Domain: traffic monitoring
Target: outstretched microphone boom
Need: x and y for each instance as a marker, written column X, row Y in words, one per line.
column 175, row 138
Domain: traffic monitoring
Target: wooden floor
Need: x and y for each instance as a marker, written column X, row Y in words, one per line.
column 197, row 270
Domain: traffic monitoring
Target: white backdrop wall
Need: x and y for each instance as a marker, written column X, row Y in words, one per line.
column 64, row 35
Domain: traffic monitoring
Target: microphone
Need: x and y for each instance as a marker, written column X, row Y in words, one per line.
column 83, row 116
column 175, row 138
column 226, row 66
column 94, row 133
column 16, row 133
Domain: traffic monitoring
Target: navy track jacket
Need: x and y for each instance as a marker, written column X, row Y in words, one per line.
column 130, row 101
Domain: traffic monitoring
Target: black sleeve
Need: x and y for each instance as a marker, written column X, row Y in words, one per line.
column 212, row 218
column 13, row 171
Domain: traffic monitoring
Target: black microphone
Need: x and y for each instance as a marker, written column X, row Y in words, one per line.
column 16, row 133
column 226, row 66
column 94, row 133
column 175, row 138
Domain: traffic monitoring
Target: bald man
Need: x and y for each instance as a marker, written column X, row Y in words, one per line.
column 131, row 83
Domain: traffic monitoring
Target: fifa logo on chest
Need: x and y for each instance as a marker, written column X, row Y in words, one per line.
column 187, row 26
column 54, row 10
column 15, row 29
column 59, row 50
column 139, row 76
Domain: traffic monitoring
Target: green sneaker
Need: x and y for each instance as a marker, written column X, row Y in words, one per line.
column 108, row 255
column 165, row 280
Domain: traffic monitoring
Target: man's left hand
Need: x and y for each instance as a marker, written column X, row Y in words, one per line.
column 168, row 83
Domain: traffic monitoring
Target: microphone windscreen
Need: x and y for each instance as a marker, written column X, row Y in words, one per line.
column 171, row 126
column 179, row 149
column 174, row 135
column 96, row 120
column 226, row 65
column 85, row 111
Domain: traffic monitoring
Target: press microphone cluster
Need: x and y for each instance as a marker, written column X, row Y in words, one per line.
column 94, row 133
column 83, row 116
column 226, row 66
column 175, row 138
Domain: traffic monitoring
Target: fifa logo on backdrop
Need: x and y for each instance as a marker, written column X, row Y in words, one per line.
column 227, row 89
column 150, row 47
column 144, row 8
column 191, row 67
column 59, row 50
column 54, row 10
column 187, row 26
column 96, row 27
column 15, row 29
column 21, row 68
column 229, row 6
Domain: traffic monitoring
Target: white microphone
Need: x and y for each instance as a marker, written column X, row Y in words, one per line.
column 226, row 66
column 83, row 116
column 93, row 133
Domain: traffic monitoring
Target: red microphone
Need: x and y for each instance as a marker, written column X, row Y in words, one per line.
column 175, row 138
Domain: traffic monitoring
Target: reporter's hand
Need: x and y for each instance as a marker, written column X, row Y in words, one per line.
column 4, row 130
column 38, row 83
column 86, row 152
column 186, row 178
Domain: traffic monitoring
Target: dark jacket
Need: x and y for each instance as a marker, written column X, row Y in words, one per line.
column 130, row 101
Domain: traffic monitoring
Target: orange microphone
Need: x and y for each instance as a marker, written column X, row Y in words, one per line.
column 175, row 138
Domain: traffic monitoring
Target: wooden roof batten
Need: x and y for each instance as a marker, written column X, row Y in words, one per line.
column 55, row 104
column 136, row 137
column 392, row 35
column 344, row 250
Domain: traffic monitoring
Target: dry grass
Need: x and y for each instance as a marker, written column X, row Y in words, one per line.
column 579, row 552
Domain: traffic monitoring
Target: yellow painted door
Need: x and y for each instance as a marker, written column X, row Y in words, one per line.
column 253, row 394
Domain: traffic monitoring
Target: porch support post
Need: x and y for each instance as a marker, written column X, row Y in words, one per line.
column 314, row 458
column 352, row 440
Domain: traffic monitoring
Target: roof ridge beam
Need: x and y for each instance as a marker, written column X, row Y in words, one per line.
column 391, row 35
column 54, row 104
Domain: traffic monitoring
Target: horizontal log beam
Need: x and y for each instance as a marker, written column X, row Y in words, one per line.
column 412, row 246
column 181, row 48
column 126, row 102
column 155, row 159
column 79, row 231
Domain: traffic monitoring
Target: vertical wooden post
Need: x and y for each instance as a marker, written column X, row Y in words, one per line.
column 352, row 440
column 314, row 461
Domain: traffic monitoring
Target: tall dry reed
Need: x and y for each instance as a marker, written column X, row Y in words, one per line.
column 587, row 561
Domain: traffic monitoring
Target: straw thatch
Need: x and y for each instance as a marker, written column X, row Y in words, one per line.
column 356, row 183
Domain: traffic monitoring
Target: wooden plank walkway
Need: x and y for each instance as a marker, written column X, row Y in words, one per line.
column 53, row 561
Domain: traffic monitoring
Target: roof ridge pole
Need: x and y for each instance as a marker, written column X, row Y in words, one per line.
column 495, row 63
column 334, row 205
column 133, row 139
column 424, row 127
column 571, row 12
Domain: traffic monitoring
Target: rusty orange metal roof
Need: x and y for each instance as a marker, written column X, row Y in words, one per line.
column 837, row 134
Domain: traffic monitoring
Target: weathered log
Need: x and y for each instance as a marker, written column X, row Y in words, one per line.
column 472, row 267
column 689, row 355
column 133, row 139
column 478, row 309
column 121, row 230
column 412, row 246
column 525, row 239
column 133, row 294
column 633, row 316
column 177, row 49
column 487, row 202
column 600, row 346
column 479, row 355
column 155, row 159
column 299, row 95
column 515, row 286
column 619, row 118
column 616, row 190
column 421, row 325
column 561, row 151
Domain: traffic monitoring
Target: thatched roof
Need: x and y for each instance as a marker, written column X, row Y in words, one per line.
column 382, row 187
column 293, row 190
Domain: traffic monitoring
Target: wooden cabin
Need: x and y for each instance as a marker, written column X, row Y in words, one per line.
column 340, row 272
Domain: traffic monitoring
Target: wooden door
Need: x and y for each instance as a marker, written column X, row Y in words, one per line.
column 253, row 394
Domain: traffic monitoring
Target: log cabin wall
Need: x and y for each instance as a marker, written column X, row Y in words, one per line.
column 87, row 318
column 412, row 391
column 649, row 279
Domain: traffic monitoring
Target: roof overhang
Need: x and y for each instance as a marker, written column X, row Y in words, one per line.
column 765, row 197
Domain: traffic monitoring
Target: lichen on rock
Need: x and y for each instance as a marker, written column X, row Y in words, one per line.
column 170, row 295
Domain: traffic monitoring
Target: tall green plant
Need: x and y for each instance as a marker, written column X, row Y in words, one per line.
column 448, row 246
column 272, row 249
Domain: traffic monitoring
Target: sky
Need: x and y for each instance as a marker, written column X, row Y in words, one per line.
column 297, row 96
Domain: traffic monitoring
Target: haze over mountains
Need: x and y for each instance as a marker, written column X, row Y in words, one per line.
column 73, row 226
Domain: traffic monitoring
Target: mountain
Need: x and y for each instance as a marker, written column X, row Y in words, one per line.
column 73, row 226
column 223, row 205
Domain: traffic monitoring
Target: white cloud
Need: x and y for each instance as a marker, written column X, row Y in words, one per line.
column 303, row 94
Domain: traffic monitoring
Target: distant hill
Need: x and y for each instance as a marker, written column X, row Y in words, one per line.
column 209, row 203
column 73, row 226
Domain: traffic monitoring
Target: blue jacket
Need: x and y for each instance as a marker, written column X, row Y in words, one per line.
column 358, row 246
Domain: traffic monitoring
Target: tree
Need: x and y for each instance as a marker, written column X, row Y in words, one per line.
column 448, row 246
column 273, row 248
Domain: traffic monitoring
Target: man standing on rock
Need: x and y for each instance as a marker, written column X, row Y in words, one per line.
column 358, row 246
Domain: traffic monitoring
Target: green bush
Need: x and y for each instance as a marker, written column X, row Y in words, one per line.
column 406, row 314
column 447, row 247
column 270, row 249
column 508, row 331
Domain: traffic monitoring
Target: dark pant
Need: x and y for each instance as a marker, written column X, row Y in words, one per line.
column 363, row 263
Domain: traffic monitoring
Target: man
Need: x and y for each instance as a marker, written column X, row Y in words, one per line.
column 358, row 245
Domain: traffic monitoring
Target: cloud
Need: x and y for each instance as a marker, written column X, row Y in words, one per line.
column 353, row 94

● ● ● ●

**Task description:** Rewrite the part of the listing that runs from its start through the line containing "column 197, row 270", putting "tiled floor" in place of "wooden floor" and leaving everything else as it is.

**The reply:**
Domain: traffic monitoring
Target: outstretched microphone boom
Need: x and y for each instance as a marker, written column X, row Y in words, one per line.
column 175, row 138
Domain: traffic monitoring
Target: tiled floor
Need: x and y for each instance as a marker, written column X, row Y in words, one per line.
column 197, row 270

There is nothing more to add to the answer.